__Provided passage__.
• Inflation is set to hit highest level since 2012 in coming months on the back of transitory factors.

  • Underlying inflation remains low, although higher prices for hairdressers indicate increasing price pressure could pick up as labour market tightens.

  • We revise our CPI forecast up and now expect 1.2% inflation in both 2021 and 2022.

Danish CPI inflation surprised to the upside in April with a 0.5 %-point increase to 1.5%. Base effects after last years’ huge oil price decline in April was one contributing factor to the increase although expected. What surprised us most was clothing, where we saw no signs of early summer sale to make up for the lockdown. Food and alcohol prices also increased quite significantly, driven by a rebound in meat prices and a big increase in butter – notoriously volatile. Noticeably, hairdressers hiked prices by 2 percent, in itself insignificant to inflation, but interesting as it indicates we could see higher service price inflation as the economy reopens and the labour market tightens. So far, this is a standalone case and we have not seen higher price increases in e.g. restaurants. However, it will be interesting to see if prices increase when restaurant access becomes easier as more people are vaccinated and a 30 minutes ahead reservation requirement was scrapped recently. So far, inflation excluding energy and taxes remains at just 0.4%, though.

In the coming months, we expect inflation to peak at 1.7% as base effects from energy prices kick in even further and some technical factors concerning lower weights on traveling will pull inflation higher. During the fall, inflation will decline somewhat again, as the contribution from pricier tobacco slowly exits the inflation measure and base effects wear off.

We have revised our inflation forecast from 0.9% to 1.2% for 2021 as a whole as we call off our expectations of any significant early summer sale in clothing and we incorporate recent oil price increases. A significant comeback to food prices also adds to inflation, as we only expect a small part of it to reverse again. We think lack of materials and soaring commodity prices will have to remain a theme for a longer period in order to significantly affect consumer prices.

We continue to expect 1.2% inflation in 2022, when cigarette prices increase further and oil prices continue higher but base effects from last year’s price decline wear off. Traveling remains a joker, as CPI prints have relied on imputed prices for more than a year now. When airfares and package holiday prices are once again collected, there is potential for big price corrections. That said, it is probably more a 2023 story as the low CPI weights on travel this year and likely in 2022 as well, means price volatility will have less impact on inflation.

__What you will do__.
1) Transcribe the Danish inflation commentary word for word, starting with "We continue to" and going on through "impact on inflation.".
2) List each factor that the Danish inflation commentary gives for raising its 2021 inflation forecast from 0.9% to 1.2%.
The data after this commentary on Danish inflation isn't needed for any of this work.

__Data to examine__.
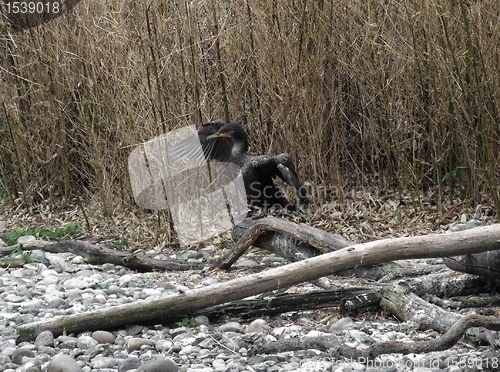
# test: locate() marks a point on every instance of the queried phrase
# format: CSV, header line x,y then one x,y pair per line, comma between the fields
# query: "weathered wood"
x,y
447,284
444,342
485,264
409,307
287,239
332,344
100,255
470,241
286,302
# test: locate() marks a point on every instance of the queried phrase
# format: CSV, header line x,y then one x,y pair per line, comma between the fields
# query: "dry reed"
x,y
361,93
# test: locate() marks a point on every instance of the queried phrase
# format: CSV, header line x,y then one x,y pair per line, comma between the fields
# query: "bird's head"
x,y
231,130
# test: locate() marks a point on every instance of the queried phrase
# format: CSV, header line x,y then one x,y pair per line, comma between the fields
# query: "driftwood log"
x,y
476,240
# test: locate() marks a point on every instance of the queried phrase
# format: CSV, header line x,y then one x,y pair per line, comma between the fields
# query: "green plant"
x,y
453,174
119,244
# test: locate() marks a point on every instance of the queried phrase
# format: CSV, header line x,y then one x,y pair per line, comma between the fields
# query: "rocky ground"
x,y
64,284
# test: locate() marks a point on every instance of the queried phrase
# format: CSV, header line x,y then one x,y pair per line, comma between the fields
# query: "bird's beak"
x,y
217,135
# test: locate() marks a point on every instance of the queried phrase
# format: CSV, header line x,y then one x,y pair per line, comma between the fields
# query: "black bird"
x,y
227,142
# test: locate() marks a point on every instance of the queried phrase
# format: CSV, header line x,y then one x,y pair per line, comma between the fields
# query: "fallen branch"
x,y
470,241
409,307
287,239
100,255
332,344
347,299
444,342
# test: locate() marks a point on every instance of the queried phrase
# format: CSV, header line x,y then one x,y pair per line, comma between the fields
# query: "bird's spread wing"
x,y
287,173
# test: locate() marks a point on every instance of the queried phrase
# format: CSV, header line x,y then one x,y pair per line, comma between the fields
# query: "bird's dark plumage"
x,y
227,142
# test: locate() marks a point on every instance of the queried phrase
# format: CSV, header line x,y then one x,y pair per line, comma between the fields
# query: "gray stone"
x,y
164,344
103,337
104,362
230,327
63,363
18,355
133,329
202,320
256,326
45,338
136,343
85,342
245,263
32,365
129,363
343,324
58,303
159,365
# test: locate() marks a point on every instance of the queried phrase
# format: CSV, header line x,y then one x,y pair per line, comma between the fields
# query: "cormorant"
x,y
227,142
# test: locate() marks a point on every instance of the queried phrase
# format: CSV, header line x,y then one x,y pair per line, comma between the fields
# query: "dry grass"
x,y
361,93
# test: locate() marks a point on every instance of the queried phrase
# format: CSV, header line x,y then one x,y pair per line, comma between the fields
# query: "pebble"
x,y
103,337
63,363
159,365
45,338
68,286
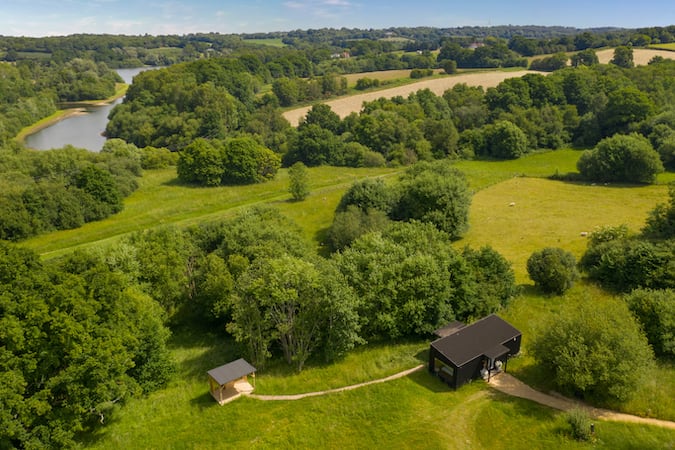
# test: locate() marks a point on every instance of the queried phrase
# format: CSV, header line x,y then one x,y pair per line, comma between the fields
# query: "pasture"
x,y
641,56
670,46
416,411
270,42
346,105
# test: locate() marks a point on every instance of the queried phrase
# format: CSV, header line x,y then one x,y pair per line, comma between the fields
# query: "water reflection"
x,y
83,130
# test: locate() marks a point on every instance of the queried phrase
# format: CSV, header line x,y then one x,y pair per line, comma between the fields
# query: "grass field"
x,y
417,411
343,106
641,56
670,46
382,75
270,42
161,200
413,412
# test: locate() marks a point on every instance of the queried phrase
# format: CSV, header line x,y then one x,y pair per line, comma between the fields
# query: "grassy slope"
x,y
161,200
414,412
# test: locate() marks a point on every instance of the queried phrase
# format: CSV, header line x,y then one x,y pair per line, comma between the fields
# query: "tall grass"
x,y
417,411
414,412
161,200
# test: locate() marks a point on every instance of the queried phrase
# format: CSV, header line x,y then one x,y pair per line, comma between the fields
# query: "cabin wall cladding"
x,y
462,352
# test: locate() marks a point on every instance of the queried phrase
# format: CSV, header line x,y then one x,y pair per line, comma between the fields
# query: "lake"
x,y
82,130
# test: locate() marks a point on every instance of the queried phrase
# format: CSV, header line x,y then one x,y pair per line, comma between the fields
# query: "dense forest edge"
x,y
88,331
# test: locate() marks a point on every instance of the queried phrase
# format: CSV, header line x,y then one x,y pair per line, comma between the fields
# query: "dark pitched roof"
x,y
484,337
231,371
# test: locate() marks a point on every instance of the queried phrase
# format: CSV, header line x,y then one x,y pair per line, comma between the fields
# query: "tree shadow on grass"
x,y
429,381
203,349
204,400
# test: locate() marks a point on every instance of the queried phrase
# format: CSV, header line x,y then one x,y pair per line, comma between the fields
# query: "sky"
x,y
155,17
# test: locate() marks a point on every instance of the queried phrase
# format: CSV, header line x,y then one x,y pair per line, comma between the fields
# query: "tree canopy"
x,y
594,351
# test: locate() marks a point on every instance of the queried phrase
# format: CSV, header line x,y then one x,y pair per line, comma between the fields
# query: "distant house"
x,y
230,381
467,352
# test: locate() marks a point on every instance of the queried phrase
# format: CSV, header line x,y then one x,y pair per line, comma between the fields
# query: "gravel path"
x,y
504,383
512,386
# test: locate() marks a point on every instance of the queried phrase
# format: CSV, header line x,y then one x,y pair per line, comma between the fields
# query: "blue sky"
x,y
61,17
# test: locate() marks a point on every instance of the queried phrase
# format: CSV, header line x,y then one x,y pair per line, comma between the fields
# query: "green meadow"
x,y
516,209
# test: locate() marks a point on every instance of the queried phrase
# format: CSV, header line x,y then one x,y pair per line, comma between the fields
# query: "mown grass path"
x,y
504,383
342,389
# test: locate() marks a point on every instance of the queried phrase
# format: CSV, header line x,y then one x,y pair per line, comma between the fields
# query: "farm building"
x,y
467,352
230,381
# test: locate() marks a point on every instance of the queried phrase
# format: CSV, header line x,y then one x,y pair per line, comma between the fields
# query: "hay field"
x,y
382,75
641,56
344,106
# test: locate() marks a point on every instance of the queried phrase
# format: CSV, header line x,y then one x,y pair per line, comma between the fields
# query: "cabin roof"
x,y
484,337
231,371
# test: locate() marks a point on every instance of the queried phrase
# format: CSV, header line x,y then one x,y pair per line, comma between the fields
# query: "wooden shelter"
x,y
231,380
467,352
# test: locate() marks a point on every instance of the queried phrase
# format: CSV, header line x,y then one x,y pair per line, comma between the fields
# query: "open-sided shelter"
x,y
467,352
231,380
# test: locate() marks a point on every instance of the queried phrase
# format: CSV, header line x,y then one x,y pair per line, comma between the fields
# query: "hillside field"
x,y
417,411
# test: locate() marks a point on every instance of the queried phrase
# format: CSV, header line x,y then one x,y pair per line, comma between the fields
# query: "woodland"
x,y
84,333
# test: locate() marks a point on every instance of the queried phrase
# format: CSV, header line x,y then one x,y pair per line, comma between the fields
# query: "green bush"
x,y
655,310
595,351
624,158
627,264
554,270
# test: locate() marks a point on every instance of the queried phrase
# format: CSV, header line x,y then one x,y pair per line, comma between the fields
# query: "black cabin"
x,y
467,352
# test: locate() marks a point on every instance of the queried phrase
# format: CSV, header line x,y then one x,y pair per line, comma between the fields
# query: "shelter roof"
x,y
484,337
231,371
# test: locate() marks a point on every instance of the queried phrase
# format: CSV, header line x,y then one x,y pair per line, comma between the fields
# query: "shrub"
x,y
661,220
594,351
628,158
298,181
553,270
366,83
627,264
655,310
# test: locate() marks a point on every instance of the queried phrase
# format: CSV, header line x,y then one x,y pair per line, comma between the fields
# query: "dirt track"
x,y
344,106
512,386
504,383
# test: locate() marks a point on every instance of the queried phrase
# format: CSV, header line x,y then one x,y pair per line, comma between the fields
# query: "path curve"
x,y
331,391
504,383
510,385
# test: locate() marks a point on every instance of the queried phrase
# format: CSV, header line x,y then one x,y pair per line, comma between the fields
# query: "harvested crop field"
x,y
382,75
344,106
641,56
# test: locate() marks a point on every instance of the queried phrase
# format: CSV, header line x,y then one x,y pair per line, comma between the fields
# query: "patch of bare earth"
x,y
512,386
347,105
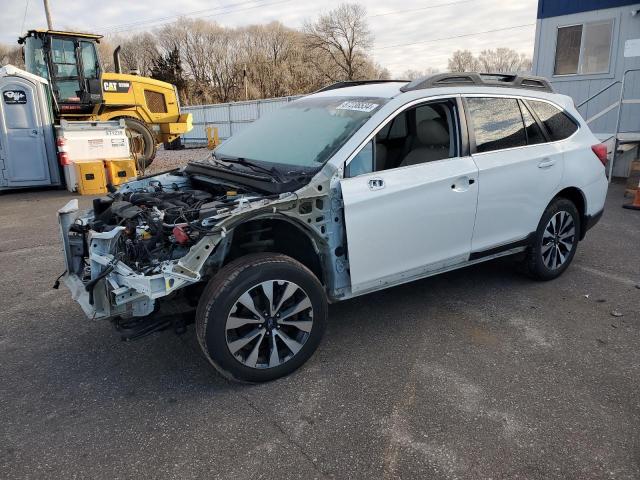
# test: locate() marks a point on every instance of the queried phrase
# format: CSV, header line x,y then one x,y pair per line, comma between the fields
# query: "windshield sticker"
x,y
357,106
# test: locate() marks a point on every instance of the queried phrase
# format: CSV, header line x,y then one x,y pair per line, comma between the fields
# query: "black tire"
x,y
223,293
149,148
535,264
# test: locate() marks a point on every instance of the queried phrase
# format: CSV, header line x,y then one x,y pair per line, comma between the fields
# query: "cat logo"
x,y
116,87
14,97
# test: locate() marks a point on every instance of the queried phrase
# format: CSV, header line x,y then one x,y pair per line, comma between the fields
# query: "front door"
x,y
22,136
416,213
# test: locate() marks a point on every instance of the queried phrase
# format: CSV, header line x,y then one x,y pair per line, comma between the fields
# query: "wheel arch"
x,y
278,234
578,198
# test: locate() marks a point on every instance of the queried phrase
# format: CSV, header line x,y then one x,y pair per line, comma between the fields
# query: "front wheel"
x,y
555,242
261,317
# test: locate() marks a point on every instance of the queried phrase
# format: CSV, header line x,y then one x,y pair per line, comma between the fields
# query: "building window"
x,y
583,49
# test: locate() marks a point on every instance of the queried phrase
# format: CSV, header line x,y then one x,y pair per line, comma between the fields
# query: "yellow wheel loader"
x,y
82,90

__Solutions below__.
1)
We continue to expect 1.2% inflation in 2022, when cigarette prices increase further and oil prices continue higher but base effects from last year’s price decline wear off. Traveling remains a joker, as CPI prints have relied on imputed prices for more than a year now. When airfares and package holiday prices are once again collected, there is potential for big price corrections. That said, it is probably more a 2023 story as the low CPI weights on travel this year and likely in 2022 as well, means price volatility will have less impact on inflation.

2)
- It no longer expects any significant early summer sale in clothing.
- It incorporates recent oil price increases.
- Food prices have made a significant comeback, and only a small part of it is expected to reverse.